--- Input data Enclosed Below ---

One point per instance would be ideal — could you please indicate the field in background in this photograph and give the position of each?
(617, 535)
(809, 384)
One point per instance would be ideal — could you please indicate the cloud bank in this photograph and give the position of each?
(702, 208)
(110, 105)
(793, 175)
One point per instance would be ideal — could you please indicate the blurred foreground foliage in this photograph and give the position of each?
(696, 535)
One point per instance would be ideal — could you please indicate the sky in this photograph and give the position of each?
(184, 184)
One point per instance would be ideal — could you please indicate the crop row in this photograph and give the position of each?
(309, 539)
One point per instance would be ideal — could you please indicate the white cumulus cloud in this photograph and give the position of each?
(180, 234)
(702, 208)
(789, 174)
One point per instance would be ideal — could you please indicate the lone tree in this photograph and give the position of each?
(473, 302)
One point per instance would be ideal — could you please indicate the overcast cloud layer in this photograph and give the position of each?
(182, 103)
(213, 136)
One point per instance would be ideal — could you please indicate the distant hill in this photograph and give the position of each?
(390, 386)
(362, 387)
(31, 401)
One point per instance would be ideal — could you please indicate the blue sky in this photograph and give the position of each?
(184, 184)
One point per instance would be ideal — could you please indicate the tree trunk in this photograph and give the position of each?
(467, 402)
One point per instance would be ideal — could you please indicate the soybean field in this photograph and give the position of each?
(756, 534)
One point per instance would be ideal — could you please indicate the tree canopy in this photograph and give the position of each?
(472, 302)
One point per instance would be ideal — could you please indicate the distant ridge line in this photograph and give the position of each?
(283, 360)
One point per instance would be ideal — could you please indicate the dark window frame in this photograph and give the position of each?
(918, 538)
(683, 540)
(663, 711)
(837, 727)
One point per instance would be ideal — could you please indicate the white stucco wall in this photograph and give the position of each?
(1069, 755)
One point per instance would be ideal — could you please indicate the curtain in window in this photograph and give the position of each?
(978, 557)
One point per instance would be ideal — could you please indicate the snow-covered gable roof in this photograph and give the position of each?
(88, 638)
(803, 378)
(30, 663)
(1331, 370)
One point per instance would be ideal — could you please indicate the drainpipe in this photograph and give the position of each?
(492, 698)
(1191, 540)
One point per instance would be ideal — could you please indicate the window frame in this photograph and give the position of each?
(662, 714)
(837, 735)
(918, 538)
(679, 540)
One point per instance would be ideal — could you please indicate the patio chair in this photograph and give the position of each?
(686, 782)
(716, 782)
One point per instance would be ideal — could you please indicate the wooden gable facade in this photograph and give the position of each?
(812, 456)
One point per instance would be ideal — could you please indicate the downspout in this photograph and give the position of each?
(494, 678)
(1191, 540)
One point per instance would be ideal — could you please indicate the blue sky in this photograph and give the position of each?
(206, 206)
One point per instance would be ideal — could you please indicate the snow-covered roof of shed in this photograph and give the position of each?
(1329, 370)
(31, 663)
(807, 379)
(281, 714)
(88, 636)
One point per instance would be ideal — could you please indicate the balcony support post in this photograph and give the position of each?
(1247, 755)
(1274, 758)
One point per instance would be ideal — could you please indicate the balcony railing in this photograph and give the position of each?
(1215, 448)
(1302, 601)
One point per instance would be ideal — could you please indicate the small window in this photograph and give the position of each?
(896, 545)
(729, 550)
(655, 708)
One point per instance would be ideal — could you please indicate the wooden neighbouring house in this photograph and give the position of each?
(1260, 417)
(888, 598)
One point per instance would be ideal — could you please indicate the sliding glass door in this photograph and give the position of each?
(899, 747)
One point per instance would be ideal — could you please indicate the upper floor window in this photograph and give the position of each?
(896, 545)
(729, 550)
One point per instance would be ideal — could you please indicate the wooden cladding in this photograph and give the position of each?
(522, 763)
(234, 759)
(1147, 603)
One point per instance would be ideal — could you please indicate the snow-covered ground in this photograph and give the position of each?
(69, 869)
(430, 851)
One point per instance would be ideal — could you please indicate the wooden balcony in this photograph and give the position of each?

--- End of Enclosed Input data ---

• **Try it**:
Word-for-word copies of all the records are required.

• **Your response**:
One point per instance would be ideal — could you please indicate the field in background in this photograph and give the position of each?
(617, 535)
(809, 384)
One point per instance would be ideal — could you please indicate the cloud bank in this photograph and give the position of each?
(702, 208)
(110, 105)
(793, 175)
One point per instance would be ideal — could you please indicate the blurred foreground foliage in this photograph and give the position of each?
(696, 535)
One point per instance would be ideal — could you please indicate the sky in this photograph and give the position of each?
(184, 184)
One point per instance would be ideal — could you please indicate the crop row in this photograph and give the position of each?
(309, 539)
One point per instance would be ideal — could you please indicate the white cumulus cloud in this photograph and give the position of each?
(180, 234)
(702, 208)
(789, 174)
One point per instance would be ideal — could you please indicate the lone tree in this photograph and give the position of each?
(473, 302)
One point per instance would be ideal — could you please indicate the overcast cloud layer in this photograph and give the position of each?
(182, 103)
(213, 136)
One point per instance would be ideal — could you please indicate the distant hill in this photograph and give the position of each?
(390, 386)
(362, 387)
(31, 401)
One point per instance would be ideal — could you please indicate the blue sky in this photograph and give the position of each?
(184, 184)
One point per instance would be ideal — could you please indicate the tree trunk in this photograph and give the position of each?
(467, 402)
One point per instance would be ideal — could you please indicate the soybean field in this photograph and give the position of each?
(756, 534)
One point per instance would be ideal — could you please indicate the tree canopy in this photograph and give the position of each?
(472, 302)
One point per instance would be ideal — could you please indicate the distant ridge line in this photograph and give the position of each?
(283, 360)
One point per instance would be ideal — could you please indicate the dark window frame in this photograph and give the position of each?
(918, 538)
(683, 540)
(663, 711)
(837, 727)
One point per instance would be ideal — could you please indicate the white stucco wall in this photograph and give the position of each?
(1069, 755)
One point per instance would be ideal — could you please indicate the curtain in window in this photograph and give the position of each?
(978, 557)
One point per instance would be ideal — could you please indicate the snow-covered gable roof in this photograph and give the position of each?
(88, 638)
(803, 378)
(30, 663)
(1331, 370)
One point per instance would be ideal — could you please indicate the drainpipe in this photograph and give the position of each?
(492, 698)
(1191, 540)
One point per instance would be ideal — could you please indicate the window frame in this photograph and give the position of each?
(662, 714)
(837, 735)
(918, 538)
(679, 540)
One point per instance would be ideal — could you please indicate the patio chair in this photograph and give the position of each?
(686, 782)
(716, 782)
One point per instance would be ideal — could you please indicate the wooden gable facade in this photograph and give the position of each?
(812, 456)
One point per instance would be ideal — could you please indicate the downspout in this photograph and give the position of each?
(494, 678)
(1191, 540)
One point per instance would be ideal — could you please indicate the blue sky in this photograph and give the position of each?
(206, 206)
One point per instance would be ideal — could you please indicate the snow-covered roof of shed in this photograph and give the position of each?
(1329, 370)
(31, 663)
(807, 379)
(281, 714)
(88, 636)
One point per instance would be ideal — could you please indicate the balcony support post in this photograph and give the position of each?
(1247, 755)
(1274, 758)
One point per instance would be ideal — could you please indicate the balcony railing in this photograph and give the position of each?
(1215, 448)
(1302, 601)
One point per instance would be ideal — could you please indicate the small window in this photograph and give the position of each?
(896, 545)
(729, 550)
(655, 708)
One point per instance would be ideal — could you please indicate the wooden neighbouring house in this photograph and give the position of each?
(1260, 417)
(888, 598)
One point per instance would be ideal — could you please indicate the sliding glass door in this photograph and give the position of each?
(899, 747)
One point per instance would be ideal — could you please indicate the upper floor window in this photograph and give the position of each?
(896, 545)
(729, 550)
One point per instance would be ideal — could you please indicate the wooden cladding in this photograph and give the position of each?
(522, 763)
(234, 759)
(1147, 603)
One point per instance would be ideal — could you please indicate the snow-covered ground in this photograph and give the position of each?
(69, 869)
(430, 851)
One point per instance would be ideal — could you please indicate the wooden balcony in this photograph and give the position of each?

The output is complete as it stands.